The paper is organized as follows. In Section 2, we develop the formalism of the method which is tested on a mock galaxy catalogue presented in Section 3. The implementation of the method with self-organizing maps (SOMs) is presented in Section 4 and the fiducial choices of features and hyperparameters are described in Section 5. The performance of the method with unlimited samples is assessed in Section 6. We then apply the method to a simulated DES catalogue in order to forecast its performance on ongoing and future surveys. The DES Year 3 (Y3), i.e. the analysis of the data taken in the first 3 yr of DES, targets an uncertainty in the mean redshift of each source tomographic bin σΔz ∼ 0.01, which is unmatched for wide-field galaxy samples with comparable data, and a main motivation for this work. The sources of uncertainty and their impacts on a DES Y3-like calibration are characterized in Section 7. The impact of the DES Y3 weak lensing analysis choices on redshift calibration are assessed in Section 8. We describe the redshift uncertainty on a DES Y3-like analysis in Section 9 and explore possible improvements of the calibration in Section 10. Finally, we conclude in Section 11. A reader less interested in technical aspects may wish to focus on Section 2 and Section 7.

**DATASET EXCERPT:**
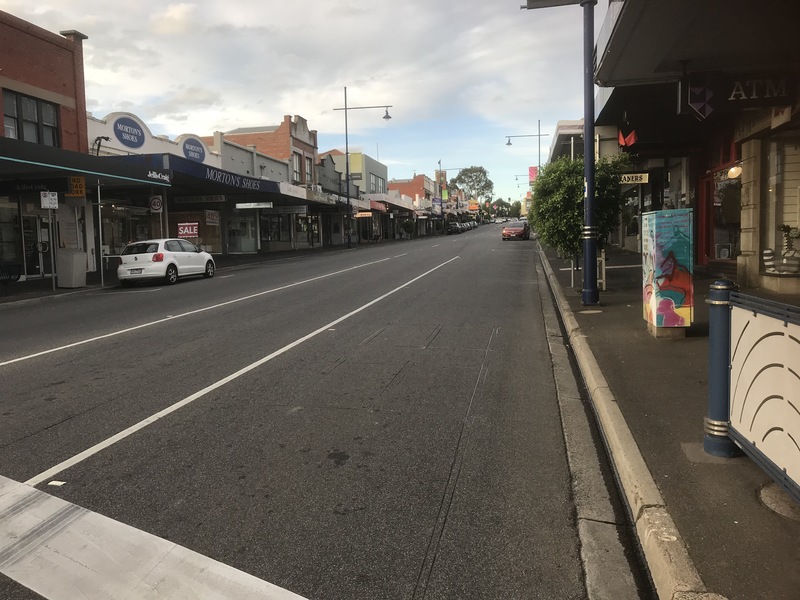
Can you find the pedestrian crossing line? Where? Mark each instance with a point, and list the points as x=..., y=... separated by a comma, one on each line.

**DIRECTION:** Pick up the redshift calibration paper outline after its last sentence and keep it going. The material here is separate from the redshift calibration paper outline.

**ANSWER TO THIS PROBLEM:**
We define three terms used in this paper that have varying uses in the cosmological literature. By sample variance we mean a statistical uncertainty introduced by the limited volume of a survey. By shot noise we mean a statistical uncertainty introduced by the limited number of objects in a sample. And the term bias is used for a mean offset of an estimated quantity from a true one that remains after averaging over many (hypothetical) random realizations of a survey.
2 FORMALISM
In this section we develop a method based on galaxy phenotypes to estimate redshift distributions in tomographic bins. The method is applicable to any photometric survey with a similar observation strategy to DES.
Assume two kinds of photometric measurements are obtained over the survey: wide data (e.g. flux or colours), available for every galaxy in the survey, and deep data, available only for a subset of galaxies. The dimensionality of the deep data is higher by having flux measurements in more bands of the electromagnetic spectrum. We shall denote the wide data by |$\mathbf {\hat{x}}$| with errors |$\mathbf {\hat{\Sigma }}$|. We will call the deep data |$\mathbf {x}$|. We will assume noiseless deep data, but confirm that obtainable levels of deep field noise do not affect our conclusions. The deep sample is considered complete in the sense that any galaxy included in the wide data would be observed if its location was within a deep field.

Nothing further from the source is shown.